__Brief__
Pull out each line of the records below that contains the word "surface", and copy every such line in full.

Photo labels with boxes:
..........

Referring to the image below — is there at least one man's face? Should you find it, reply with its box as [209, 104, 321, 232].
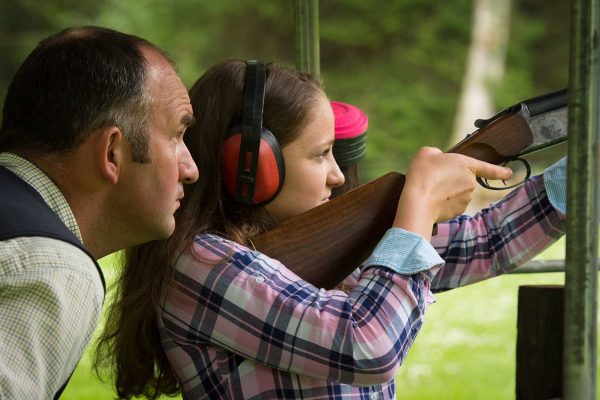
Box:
[117, 49, 198, 243]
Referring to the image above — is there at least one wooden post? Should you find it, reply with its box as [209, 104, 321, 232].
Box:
[516, 286, 564, 400]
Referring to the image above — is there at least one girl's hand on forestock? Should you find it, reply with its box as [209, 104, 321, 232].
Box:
[394, 147, 512, 239]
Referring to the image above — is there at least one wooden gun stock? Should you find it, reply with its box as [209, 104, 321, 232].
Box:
[252, 113, 533, 289]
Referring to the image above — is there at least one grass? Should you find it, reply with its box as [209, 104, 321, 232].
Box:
[62, 240, 600, 400]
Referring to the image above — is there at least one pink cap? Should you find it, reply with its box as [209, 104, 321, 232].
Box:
[331, 101, 369, 140]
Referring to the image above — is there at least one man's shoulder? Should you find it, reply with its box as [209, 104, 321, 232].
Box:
[0, 236, 102, 286]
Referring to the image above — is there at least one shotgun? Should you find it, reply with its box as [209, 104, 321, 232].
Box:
[252, 90, 568, 289]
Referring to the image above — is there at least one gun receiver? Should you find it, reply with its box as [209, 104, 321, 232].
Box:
[252, 91, 567, 289]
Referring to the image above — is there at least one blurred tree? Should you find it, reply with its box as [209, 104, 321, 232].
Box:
[0, 0, 568, 180]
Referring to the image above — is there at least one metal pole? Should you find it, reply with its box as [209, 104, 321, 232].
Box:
[563, 0, 600, 400]
[294, 0, 321, 80]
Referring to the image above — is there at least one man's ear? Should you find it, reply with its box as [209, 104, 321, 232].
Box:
[98, 126, 130, 184]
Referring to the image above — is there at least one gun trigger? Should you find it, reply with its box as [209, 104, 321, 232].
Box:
[474, 117, 495, 129]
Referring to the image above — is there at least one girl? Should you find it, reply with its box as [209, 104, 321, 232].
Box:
[97, 61, 562, 399]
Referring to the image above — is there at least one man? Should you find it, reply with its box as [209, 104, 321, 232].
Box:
[0, 27, 198, 399]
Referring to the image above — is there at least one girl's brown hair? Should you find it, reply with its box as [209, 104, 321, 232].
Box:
[94, 60, 324, 399]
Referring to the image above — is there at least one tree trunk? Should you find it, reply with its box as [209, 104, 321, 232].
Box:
[450, 0, 510, 214]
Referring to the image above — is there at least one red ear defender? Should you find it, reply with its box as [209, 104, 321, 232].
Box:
[222, 125, 285, 204]
[222, 60, 285, 205]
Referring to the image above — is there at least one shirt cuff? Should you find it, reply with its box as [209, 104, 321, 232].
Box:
[544, 157, 567, 215]
[363, 228, 444, 275]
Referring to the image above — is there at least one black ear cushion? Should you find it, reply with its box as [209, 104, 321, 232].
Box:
[222, 128, 285, 204]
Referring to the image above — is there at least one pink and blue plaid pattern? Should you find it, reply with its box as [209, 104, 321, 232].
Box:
[159, 173, 564, 399]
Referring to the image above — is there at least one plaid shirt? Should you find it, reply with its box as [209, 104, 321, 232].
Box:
[159, 168, 564, 400]
[0, 153, 104, 400]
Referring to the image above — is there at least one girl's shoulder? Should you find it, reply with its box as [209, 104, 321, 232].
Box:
[193, 233, 250, 253]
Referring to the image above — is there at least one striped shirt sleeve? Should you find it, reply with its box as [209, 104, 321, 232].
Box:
[432, 168, 566, 292]
[160, 235, 440, 386]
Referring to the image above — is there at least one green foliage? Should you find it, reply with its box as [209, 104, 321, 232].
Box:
[0, 0, 569, 399]
[0, 0, 568, 180]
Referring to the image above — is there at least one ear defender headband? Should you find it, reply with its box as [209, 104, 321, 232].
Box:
[222, 60, 285, 205]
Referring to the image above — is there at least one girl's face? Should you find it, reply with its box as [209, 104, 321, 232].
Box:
[265, 95, 344, 222]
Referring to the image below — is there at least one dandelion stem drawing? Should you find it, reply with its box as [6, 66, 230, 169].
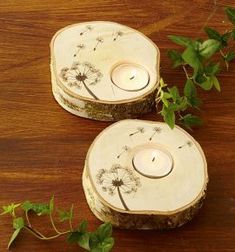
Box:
[117, 145, 130, 158]
[80, 25, 93, 36]
[149, 127, 162, 141]
[97, 164, 141, 211]
[129, 127, 144, 136]
[113, 31, 123, 41]
[60, 62, 102, 100]
[178, 141, 193, 149]
[93, 37, 104, 51]
[73, 44, 85, 57]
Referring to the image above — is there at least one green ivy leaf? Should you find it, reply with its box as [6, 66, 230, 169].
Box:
[182, 46, 201, 76]
[200, 77, 213, 91]
[231, 29, 235, 40]
[7, 217, 24, 249]
[97, 223, 112, 241]
[204, 62, 220, 75]
[180, 114, 202, 129]
[199, 39, 221, 59]
[7, 228, 21, 249]
[168, 35, 192, 47]
[0, 203, 21, 217]
[225, 7, 235, 24]
[204, 27, 222, 42]
[67, 231, 83, 244]
[211, 76, 221, 92]
[161, 105, 175, 129]
[168, 86, 180, 102]
[78, 233, 90, 250]
[167, 50, 184, 68]
[224, 52, 235, 62]
[13, 217, 24, 229]
[57, 209, 71, 222]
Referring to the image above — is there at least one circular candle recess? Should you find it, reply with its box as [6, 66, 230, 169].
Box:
[111, 63, 149, 91]
[82, 120, 208, 229]
[133, 146, 173, 178]
[51, 21, 160, 121]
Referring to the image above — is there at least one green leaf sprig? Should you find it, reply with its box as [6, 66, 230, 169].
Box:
[0, 197, 114, 252]
[159, 7, 235, 129]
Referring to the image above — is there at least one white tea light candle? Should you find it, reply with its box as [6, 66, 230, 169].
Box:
[132, 147, 173, 178]
[111, 63, 150, 92]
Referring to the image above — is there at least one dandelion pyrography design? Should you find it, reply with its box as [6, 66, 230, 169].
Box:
[97, 164, 141, 211]
[113, 31, 123, 41]
[129, 127, 145, 136]
[60, 62, 103, 100]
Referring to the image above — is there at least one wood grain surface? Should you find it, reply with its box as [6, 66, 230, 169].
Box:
[0, 0, 235, 252]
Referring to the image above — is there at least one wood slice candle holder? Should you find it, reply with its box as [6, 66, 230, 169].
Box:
[51, 21, 160, 121]
[83, 120, 208, 229]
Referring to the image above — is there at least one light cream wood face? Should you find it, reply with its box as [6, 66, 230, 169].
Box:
[51, 21, 159, 102]
[87, 120, 207, 213]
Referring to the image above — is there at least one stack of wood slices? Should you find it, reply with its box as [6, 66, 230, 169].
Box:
[51, 21, 160, 121]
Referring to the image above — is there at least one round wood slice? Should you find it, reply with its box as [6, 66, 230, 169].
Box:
[51, 21, 160, 121]
[83, 119, 208, 229]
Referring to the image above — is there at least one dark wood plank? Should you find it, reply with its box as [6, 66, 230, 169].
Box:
[0, 0, 235, 252]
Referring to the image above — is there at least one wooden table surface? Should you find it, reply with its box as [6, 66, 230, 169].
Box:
[0, 0, 235, 252]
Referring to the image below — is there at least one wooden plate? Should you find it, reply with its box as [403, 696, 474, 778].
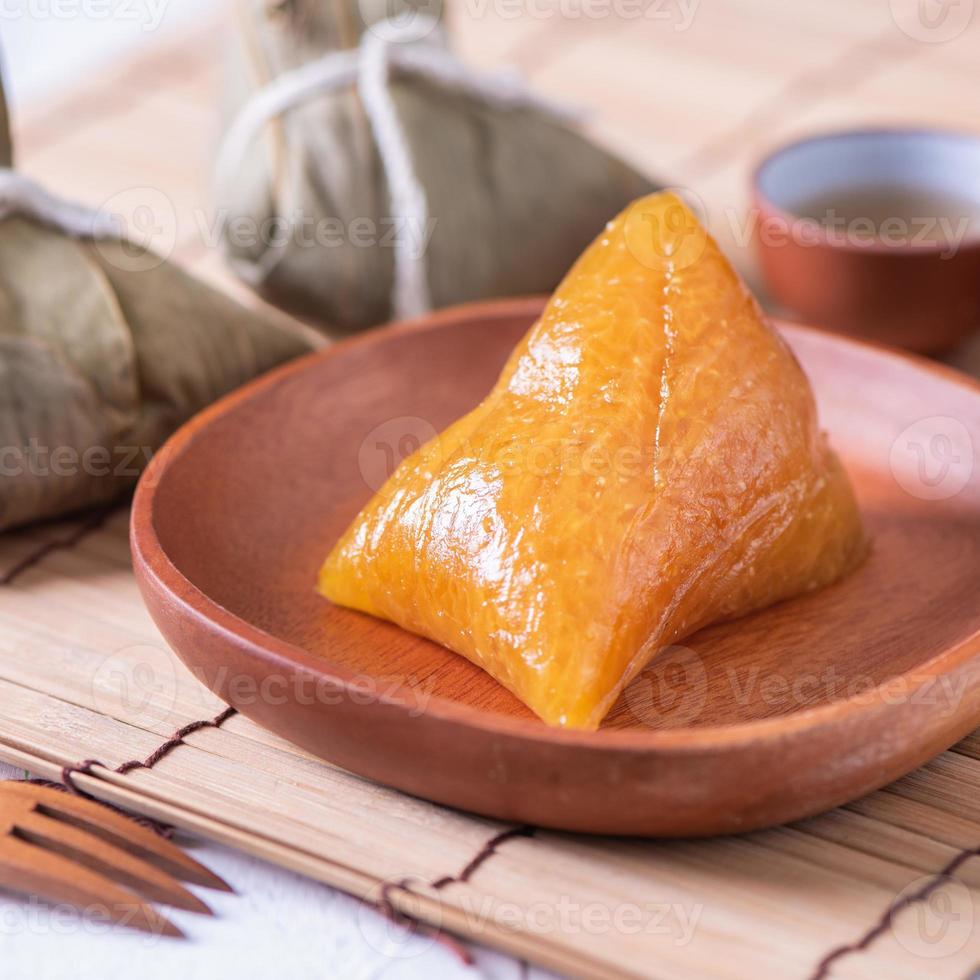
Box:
[132, 300, 980, 835]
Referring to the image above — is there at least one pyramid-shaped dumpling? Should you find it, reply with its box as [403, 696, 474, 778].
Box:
[320, 195, 865, 728]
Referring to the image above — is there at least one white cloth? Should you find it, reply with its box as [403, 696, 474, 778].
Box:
[0, 763, 549, 980]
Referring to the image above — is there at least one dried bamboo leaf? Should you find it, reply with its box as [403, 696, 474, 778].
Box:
[218, 0, 654, 331]
[0, 335, 126, 528]
[0, 212, 311, 530]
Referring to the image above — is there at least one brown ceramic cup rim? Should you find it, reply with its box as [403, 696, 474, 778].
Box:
[751, 127, 980, 256]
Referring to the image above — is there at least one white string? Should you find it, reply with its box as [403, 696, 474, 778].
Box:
[0, 167, 122, 238]
[215, 16, 581, 319]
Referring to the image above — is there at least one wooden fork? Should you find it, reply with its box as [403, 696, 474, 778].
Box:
[0, 781, 231, 936]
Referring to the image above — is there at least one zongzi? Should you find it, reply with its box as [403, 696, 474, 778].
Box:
[319, 195, 865, 729]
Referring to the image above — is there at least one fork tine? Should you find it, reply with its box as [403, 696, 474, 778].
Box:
[2, 782, 232, 892]
[0, 835, 184, 937]
[13, 810, 211, 915]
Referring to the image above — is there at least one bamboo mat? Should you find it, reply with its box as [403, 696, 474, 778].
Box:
[0, 0, 980, 980]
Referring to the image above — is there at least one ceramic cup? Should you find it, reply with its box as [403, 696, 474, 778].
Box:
[753, 130, 980, 353]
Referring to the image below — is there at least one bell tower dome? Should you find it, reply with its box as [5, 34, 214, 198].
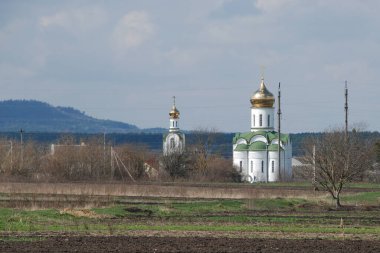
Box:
[250, 77, 275, 132]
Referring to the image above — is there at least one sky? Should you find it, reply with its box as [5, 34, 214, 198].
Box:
[0, 0, 380, 133]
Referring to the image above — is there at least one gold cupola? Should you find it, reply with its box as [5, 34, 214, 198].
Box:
[250, 77, 274, 108]
[169, 96, 180, 119]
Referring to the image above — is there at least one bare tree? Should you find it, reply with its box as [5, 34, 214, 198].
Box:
[305, 129, 373, 208]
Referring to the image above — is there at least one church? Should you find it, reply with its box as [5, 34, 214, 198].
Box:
[163, 97, 185, 155]
[233, 78, 292, 183]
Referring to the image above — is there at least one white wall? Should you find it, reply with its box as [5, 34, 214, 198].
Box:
[163, 132, 185, 154]
[251, 107, 274, 132]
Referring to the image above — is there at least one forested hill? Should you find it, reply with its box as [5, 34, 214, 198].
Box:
[0, 100, 144, 133]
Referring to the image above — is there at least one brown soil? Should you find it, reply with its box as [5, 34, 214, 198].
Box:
[0, 236, 380, 253]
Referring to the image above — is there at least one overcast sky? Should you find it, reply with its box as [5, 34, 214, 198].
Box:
[0, 0, 380, 133]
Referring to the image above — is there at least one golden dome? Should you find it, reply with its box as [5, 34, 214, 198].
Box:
[250, 78, 274, 108]
[169, 105, 179, 119]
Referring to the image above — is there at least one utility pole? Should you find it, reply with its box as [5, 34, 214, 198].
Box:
[20, 128, 24, 170]
[103, 130, 106, 170]
[344, 81, 348, 143]
[312, 145, 317, 186]
[277, 83, 282, 181]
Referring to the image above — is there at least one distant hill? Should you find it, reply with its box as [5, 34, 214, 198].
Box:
[0, 100, 146, 133]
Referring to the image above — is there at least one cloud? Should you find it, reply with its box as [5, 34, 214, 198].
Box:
[39, 7, 107, 32]
[112, 11, 155, 50]
[256, 0, 298, 12]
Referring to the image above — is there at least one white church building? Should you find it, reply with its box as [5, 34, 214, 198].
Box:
[233, 78, 292, 183]
[163, 97, 185, 155]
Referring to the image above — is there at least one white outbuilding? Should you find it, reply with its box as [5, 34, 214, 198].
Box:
[233, 78, 292, 183]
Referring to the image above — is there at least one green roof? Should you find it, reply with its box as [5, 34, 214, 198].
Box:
[232, 131, 290, 144]
[234, 144, 249, 151]
[268, 144, 284, 151]
[249, 141, 267, 151]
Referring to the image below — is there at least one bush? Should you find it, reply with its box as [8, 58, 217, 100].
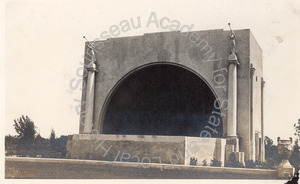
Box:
[227, 153, 244, 168]
[202, 160, 207, 166]
[210, 158, 222, 167]
[190, 157, 198, 165]
[245, 160, 257, 168]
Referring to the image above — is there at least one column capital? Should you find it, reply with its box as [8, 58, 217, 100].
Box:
[86, 63, 98, 72]
[261, 77, 266, 88]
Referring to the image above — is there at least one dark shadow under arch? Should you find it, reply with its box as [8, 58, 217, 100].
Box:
[102, 64, 223, 137]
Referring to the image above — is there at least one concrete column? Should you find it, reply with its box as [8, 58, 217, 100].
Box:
[248, 63, 256, 160]
[83, 48, 97, 133]
[227, 54, 239, 137]
[261, 78, 266, 162]
[83, 71, 95, 133]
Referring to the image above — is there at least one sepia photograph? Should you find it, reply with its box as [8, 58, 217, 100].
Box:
[0, 0, 300, 184]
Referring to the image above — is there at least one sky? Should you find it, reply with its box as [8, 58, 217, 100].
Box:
[1, 0, 300, 142]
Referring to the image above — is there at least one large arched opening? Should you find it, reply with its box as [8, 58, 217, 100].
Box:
[101, 64, 223, 137]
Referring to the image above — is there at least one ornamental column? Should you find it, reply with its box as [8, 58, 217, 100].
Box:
[226, 25, 239, 137]
[83, 43, 97, 133]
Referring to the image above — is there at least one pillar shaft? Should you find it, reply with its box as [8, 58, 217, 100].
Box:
[83, 70, 95, 133]
[227, 57, 238, 137]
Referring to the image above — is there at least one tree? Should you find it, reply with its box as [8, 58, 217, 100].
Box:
[294, 119, 300, 140]
[14, 115, 36, 156]
[264, 136, 281, 168]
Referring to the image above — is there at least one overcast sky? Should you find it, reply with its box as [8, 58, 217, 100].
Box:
[1, 0, 300, 142]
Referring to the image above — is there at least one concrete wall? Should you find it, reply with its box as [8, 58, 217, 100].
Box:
[67, 134, 185, 164]
[80, 29, 262, 160]
[5, 158, 276, 179]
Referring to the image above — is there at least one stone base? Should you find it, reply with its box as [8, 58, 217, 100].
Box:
[277, 160, 295, 179]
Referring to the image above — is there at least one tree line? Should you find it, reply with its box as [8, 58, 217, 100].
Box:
[5, 115, 300, 169]
[5, 115, 68, 158]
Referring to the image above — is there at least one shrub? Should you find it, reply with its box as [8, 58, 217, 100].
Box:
[227, 153, 244, 168]
[190, 157, 198, 165]
[210, 158, 222, 167]
[245, 160, 257, 168]
[202, 160, 207, 166]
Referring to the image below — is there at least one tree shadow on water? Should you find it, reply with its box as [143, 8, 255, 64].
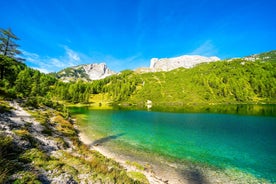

..........

__Full output__
Referring to the image above — is there at least one wood grain surface? Should you find it, reply with its box as [6, 66, 230, 169].
Referring to the image above — is there at least one wooden table surface? Should you find it, reply with its box as [6, 66, 230, 169].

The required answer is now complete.